(Document section):

Once venerated as a source of divine inspiration, generating a sense of wonder and respect in the people they sustain, the vast plains of Central Anatolia still feature an incredible array of geological, botanical, zoological and cultural heritage landscapes. These however, are coupled with extractivist mismanagement, careless expansion, and large infrastructural projects scattered in what is termed “a void” by unseeing eyes.
Konya Closed Basin, a sacred geography since the Neolithic Revolution, is our focus for the third instalment of an ongoing research series on Anatolian sites, based on a graduate course named In Situ: Rethinking Sites in Architecture. In our research, we select our sites based on geographical formations rather than administrative boundaries; prioritize being physically present, in situ; and embrace a polysensorial approach in our observations. After researching Harran plain in 2018, and Kars plateau in 2019, we moved on to Central Anatolia in 2023 to observe the fragile relationship between the land and water in this historically significant landscape.

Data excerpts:
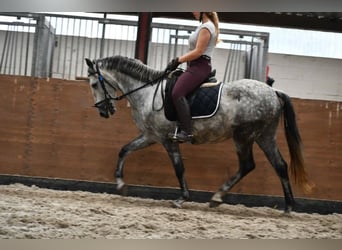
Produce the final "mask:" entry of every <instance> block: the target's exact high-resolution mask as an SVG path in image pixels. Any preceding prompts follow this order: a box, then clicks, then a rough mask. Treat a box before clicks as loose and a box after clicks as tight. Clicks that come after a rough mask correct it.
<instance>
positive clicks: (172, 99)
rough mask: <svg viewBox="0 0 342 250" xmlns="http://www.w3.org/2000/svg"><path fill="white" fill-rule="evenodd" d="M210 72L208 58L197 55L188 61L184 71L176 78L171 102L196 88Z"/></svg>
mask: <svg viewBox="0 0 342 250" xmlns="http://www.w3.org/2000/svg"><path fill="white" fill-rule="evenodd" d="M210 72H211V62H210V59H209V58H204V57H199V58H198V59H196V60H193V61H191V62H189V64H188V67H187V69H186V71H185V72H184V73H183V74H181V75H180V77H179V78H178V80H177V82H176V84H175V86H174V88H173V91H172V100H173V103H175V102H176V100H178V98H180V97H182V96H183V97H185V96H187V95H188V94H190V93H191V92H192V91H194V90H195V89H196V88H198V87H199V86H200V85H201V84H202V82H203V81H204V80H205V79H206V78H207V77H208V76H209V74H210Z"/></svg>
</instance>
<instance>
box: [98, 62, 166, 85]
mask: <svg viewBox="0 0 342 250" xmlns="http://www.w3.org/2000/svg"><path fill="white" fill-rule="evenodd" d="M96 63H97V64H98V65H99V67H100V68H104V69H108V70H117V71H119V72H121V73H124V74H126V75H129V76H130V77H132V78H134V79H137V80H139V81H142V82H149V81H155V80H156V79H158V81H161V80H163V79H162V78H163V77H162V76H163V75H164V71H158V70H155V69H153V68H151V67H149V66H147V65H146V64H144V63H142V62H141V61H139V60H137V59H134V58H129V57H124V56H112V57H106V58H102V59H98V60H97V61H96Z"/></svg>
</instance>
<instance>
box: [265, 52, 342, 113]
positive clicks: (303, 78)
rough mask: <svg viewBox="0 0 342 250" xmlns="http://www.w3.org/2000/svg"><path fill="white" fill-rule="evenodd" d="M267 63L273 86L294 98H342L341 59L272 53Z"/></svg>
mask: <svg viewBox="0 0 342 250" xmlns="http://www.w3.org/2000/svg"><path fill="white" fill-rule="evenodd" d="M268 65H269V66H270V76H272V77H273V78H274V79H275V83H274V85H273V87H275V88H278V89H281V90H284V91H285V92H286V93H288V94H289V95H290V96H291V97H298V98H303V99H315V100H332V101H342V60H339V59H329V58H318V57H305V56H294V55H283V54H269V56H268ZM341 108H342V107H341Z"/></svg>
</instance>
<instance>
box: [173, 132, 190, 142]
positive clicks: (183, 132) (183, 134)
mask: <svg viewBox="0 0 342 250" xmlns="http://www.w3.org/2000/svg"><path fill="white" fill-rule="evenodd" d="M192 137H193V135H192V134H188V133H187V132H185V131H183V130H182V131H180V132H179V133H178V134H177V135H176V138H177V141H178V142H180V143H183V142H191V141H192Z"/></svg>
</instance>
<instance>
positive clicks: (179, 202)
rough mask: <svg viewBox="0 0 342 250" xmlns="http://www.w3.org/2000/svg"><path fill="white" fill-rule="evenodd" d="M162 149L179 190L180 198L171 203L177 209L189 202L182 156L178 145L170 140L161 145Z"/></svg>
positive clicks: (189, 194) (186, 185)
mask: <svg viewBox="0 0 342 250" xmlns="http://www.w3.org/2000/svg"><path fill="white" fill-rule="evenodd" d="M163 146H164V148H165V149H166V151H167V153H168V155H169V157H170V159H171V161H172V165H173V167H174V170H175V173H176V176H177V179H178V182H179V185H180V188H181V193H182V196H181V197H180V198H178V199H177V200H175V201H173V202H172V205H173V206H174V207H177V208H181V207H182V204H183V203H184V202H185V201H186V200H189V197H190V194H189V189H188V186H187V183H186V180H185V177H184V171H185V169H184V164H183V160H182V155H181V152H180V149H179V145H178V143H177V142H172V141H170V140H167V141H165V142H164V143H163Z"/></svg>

(What the task asks): Can you pick up the text on the Konya Closed Basin above and continue it from its last sentence?

(Answer to the exercise):
The title, Terra Sancta, underlines the need for a new sense of the sacred that includes respect for the rights of all beings - organic and inorganic. In our modern day pilgrimage to this ancient landscape, we try to notice, empathize with and be awed by every stone, plant, animal, building and geological formation that come our way - things that were once sacred for the ancient civilizations of Anatolia.
Elif Kendir Beraha, March 2025

Understanding the memory of the landscape and the texture of a place requires engaging not only with the visible surfaces but also with the deeply embedded layers beneath. Since ancient times, the soil has served as both a physical and cultural archive, recording traces of life, transformations, and the interactions between humans and nature.
The visual images captured during the Konya site visit, conducted as part of the In Situ course, evoke associations that open up new ways of rethinking the texture of the land through bio-based material productions. Within the dialectic of place and material, these objects are not merely forms but also narratives conveyed through tactile and temporal layers.
GEO - FLORA
"Those who passed through this plain in the Ten Thousands voyage called it Axyols chora (land without trees). There are no trees in the steppe, but there are hundreds of plant species that hold more abundant and more essential seeds than forest trees." Hikmet Birand, Anatolian Landscapes, 1957.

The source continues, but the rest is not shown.